*Task description*:
Lines holding the string "segment" are the ones to copy; find them all in the data.

Saved entries:

+===+

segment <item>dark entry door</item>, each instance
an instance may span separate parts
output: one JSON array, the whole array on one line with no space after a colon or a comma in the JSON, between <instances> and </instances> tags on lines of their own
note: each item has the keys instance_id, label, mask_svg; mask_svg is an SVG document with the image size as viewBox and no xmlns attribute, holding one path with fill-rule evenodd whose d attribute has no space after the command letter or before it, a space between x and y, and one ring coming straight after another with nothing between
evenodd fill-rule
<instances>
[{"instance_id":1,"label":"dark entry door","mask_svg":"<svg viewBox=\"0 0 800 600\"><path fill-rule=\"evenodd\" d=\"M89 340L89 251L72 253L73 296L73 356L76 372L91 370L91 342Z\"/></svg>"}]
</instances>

+===+

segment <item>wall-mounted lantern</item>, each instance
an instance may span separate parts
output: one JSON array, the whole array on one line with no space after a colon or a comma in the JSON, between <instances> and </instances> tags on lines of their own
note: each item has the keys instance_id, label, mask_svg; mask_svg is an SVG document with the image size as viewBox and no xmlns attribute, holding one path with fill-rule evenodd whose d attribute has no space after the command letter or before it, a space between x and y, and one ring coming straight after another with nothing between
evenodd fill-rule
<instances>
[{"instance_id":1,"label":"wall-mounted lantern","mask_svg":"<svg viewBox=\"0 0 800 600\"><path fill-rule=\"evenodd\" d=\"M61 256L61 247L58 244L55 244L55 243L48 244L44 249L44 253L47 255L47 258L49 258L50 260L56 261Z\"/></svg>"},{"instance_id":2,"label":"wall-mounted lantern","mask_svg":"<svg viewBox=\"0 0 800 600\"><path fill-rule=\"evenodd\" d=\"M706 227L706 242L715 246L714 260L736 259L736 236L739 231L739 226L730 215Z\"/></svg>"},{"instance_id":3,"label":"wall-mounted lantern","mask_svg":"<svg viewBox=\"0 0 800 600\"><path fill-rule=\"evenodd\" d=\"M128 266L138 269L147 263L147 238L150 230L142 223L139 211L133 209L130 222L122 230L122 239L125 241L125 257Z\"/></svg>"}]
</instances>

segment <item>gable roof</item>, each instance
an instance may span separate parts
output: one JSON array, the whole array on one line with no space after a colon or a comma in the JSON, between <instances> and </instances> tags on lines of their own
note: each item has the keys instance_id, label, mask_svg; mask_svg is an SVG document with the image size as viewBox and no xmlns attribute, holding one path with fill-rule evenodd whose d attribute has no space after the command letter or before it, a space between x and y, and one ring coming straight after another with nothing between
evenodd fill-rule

+===+

*Final answer*:
segment <item>dark entry door</item>, each instance
segment <item>wall-mounted lantern</item>, each instance
segment <item>gable roof</item>, each instance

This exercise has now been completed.